## START Provided passage

The last was the subject of a NSAC blog post from Oct. 20, 2016, which warned that while the 2018 Farm Bill will involve a number of high priority issues – including crop insurance reform, nutrition programs, and commodity price supports – “one issue could be key to resolving many of the others: supports for beginning farmers and ranchers.”

“[The] 2018 Farm Bill could become a ‘farm bill of the future’ by adopting an ambitious agenda to support the next generation of farmers. The tools provided in previous farm bills have made a dent in slowing the aging of U.S. agriculture, but it is very clear that greater investment and a more coordinated national strategy are needed to buck the trend and ensure that beginning farmers have the necessary support to successfully pursue a farming career. This next farm bill … represents an opportunity to dismantle barriers for beginning farmers, leaving a legacy that will reshape the future of U.S. agriculture.”

One such barrier facing beginning farmers was discussed in a recent article by NSAC senior policy specialist Juli Obudzinski in Choices, a publication of the Agricultural & Applied Economics Association.

“Nearly 100 million acres of U.S. farmland are set to change hands over the next five years, according to the latest data released by USDA’s National Agriculture Statistics Service [NASS]. Of this, just 21 million acres is expected to be sold to a non-relative, meaning that only a very small portion of our nation’s farmland will be available for new, non-heir farmers,” Obudzinski wrote.

“According to a recent report released by the [USDA] Economic Research Service, landowners not actively engaged in farming currently own 30 percent of U.S. farmland. Some of these non-farming landowners are retired farmers, farmers’ widows or non-farming relatives, the majority of whom choose to hold onto their inherited farmland and rent it out instead of selling the land to an aspiring or beginning farmer.”

## END Provided passage

* **Given request 1**
Show every line of the entries below that contains the string "side".

## START Entries shown

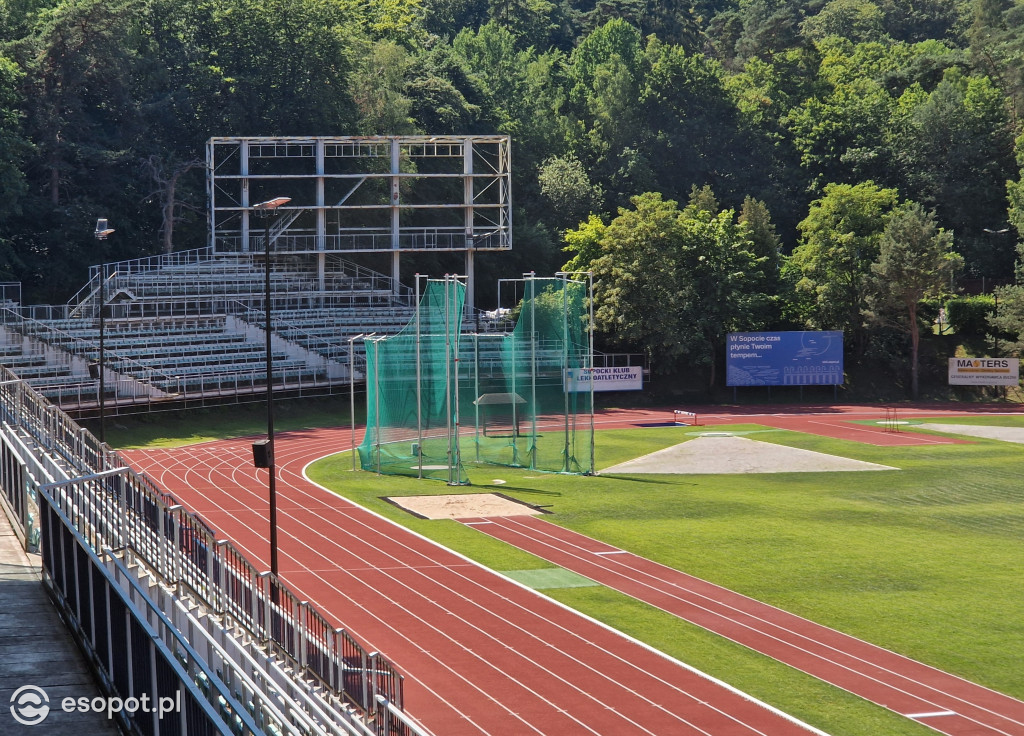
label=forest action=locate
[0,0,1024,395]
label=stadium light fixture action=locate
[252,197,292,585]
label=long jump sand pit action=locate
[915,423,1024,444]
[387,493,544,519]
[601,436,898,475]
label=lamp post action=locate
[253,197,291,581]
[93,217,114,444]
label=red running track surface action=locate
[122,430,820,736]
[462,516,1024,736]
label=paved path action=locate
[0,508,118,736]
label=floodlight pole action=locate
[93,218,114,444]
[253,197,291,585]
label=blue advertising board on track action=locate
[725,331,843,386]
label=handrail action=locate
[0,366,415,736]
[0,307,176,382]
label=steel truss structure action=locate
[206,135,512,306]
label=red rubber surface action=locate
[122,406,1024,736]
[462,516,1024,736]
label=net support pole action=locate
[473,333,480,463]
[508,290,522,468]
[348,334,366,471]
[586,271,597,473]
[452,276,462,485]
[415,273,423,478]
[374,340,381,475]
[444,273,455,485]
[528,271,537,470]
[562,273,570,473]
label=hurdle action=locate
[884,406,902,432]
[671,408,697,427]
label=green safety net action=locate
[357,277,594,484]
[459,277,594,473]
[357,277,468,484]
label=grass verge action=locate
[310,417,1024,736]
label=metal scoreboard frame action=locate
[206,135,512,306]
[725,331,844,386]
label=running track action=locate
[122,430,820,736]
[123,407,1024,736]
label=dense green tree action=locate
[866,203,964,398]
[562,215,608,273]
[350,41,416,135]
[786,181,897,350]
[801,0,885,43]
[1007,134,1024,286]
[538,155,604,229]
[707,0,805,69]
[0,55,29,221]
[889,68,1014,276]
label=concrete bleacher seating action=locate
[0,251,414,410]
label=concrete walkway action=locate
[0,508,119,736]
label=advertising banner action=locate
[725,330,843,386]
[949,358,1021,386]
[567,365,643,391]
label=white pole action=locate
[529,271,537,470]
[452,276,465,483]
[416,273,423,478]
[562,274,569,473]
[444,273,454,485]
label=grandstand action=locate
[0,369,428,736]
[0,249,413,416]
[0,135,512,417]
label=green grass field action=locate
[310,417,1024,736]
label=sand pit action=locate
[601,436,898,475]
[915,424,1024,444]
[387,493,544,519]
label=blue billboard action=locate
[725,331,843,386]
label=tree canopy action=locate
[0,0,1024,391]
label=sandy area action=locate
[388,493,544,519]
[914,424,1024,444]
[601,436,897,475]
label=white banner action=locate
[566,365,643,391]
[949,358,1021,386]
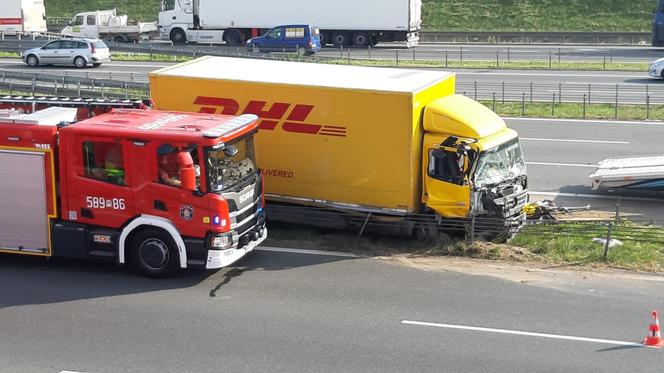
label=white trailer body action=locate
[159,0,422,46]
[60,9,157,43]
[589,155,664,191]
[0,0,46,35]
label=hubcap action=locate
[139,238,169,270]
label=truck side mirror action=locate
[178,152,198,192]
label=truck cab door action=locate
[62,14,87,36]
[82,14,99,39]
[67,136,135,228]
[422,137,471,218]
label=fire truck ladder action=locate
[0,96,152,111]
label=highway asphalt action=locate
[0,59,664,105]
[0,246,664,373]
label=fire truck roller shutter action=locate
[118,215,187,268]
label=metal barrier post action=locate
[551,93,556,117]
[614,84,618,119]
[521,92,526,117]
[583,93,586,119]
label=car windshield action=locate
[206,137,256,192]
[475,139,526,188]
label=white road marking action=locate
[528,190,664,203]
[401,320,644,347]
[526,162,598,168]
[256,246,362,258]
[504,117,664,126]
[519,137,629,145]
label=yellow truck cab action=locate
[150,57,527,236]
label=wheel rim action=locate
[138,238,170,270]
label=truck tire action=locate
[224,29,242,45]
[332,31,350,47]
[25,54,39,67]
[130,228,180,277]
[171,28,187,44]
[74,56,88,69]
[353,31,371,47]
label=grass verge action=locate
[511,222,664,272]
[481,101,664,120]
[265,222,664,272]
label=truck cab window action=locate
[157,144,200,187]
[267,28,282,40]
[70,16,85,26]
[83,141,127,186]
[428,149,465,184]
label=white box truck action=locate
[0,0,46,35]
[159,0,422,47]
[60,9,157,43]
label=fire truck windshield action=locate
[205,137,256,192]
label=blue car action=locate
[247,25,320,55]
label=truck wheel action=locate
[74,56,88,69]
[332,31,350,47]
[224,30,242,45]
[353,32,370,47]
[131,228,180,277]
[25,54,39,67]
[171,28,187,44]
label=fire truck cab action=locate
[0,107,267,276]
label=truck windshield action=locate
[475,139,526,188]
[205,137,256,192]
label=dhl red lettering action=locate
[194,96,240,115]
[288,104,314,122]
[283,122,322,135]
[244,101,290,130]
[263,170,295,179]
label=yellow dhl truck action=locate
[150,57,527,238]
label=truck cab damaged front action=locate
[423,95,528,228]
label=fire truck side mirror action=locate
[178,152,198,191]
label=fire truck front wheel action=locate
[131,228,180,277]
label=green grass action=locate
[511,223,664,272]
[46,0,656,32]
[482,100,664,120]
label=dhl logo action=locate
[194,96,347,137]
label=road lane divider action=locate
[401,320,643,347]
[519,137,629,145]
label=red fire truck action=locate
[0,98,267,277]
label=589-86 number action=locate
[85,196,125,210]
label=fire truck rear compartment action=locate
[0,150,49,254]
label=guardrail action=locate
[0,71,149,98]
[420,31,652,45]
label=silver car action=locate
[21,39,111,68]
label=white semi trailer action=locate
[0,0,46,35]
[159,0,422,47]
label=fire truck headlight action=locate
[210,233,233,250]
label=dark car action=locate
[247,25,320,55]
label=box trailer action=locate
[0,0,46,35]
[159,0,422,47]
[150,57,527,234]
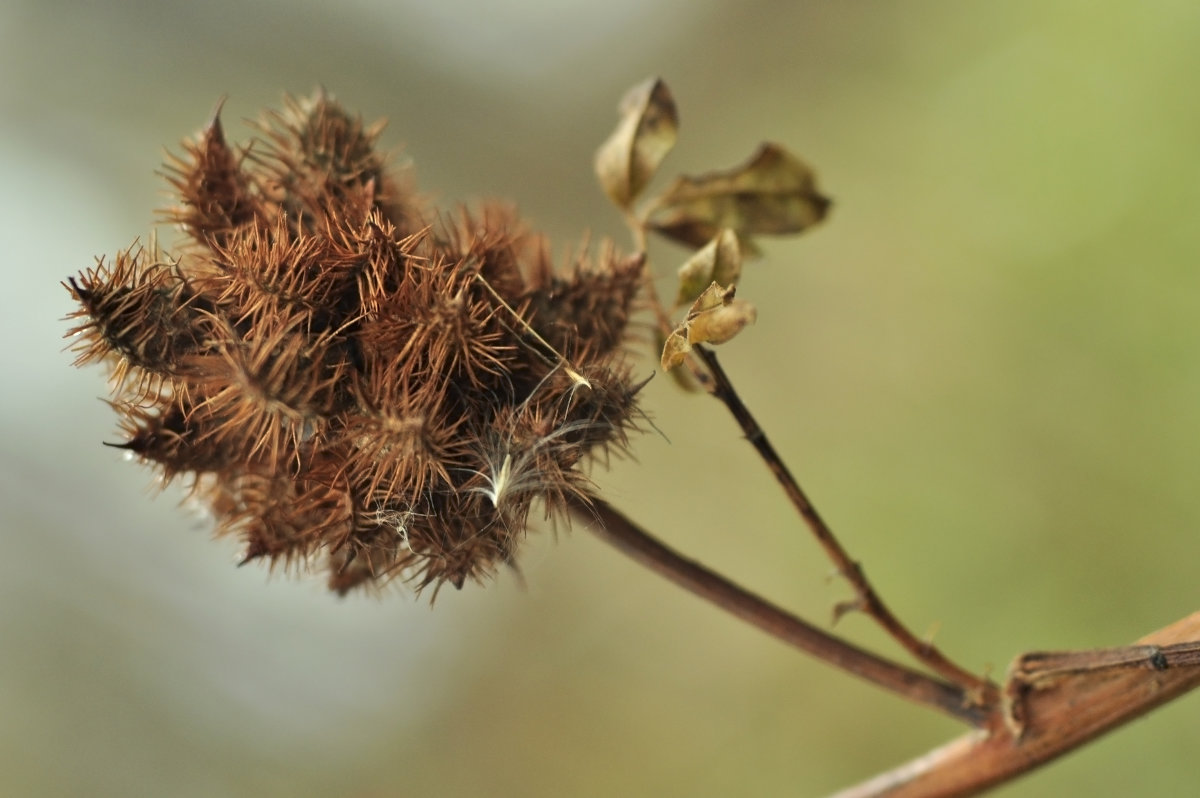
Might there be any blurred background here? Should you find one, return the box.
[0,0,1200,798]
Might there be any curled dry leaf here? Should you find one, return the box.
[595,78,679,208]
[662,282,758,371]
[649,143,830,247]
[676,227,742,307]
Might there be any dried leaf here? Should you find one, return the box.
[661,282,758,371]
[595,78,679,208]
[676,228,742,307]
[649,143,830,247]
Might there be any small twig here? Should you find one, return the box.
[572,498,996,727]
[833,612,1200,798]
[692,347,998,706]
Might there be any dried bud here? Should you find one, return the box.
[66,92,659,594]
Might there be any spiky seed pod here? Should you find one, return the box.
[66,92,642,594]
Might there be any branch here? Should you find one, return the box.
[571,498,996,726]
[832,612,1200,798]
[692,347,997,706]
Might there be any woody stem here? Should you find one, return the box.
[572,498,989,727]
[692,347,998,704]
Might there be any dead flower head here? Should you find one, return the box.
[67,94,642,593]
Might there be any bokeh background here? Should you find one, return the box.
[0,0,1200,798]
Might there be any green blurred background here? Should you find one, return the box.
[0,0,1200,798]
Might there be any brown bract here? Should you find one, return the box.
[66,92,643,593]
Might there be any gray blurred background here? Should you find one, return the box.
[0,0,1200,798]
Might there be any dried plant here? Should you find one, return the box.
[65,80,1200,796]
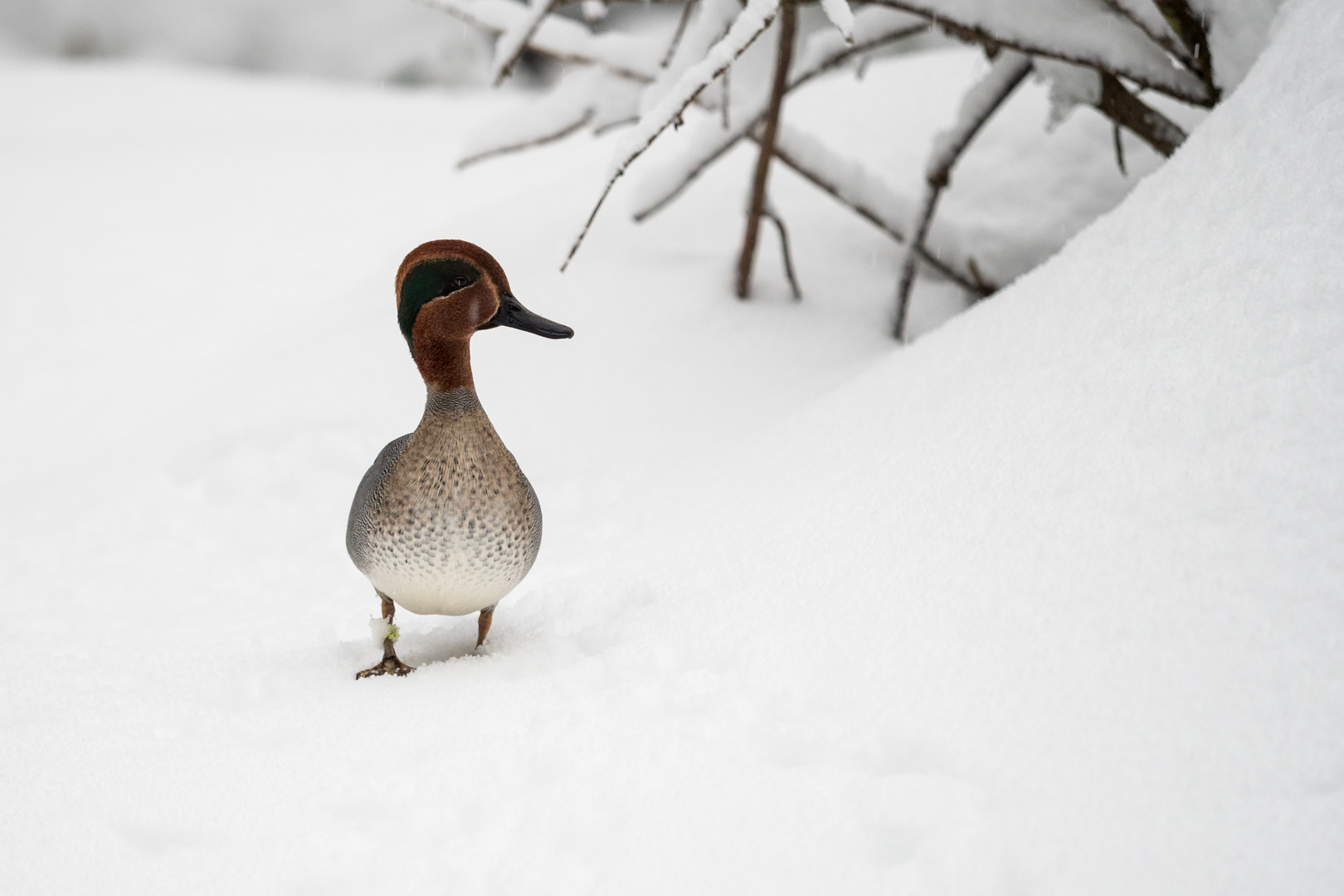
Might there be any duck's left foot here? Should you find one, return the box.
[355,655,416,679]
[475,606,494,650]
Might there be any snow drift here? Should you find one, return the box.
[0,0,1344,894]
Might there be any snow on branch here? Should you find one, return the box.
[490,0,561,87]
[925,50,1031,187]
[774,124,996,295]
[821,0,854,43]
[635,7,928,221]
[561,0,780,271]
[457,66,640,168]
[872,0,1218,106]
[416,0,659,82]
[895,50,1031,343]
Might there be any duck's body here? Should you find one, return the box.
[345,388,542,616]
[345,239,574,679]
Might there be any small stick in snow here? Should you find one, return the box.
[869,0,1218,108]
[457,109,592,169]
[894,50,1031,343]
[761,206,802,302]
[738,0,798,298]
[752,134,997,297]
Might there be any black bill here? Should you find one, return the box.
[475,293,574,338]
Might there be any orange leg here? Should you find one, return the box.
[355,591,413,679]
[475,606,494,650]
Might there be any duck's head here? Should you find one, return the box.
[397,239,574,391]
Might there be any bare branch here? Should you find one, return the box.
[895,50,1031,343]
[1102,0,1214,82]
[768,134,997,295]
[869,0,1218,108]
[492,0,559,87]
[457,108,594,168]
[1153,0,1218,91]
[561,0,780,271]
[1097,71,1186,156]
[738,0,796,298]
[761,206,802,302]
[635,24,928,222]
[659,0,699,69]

## END Entries shown

* **Given request 2**
Output the part of the farm bill passage starting with "One such barrier" and going on through "Applied Economics Association.".

* **Solution 1**
label=truck side mirror action=locate
label=fire truck side mirror action=locate

* **Solution 2**
One such barrier facing beginning farmers was discussed in a recent article by NSAC senior policy specialist Juli Obudzinski in Choices, a publication of the Agricultural & Applied Economics Association.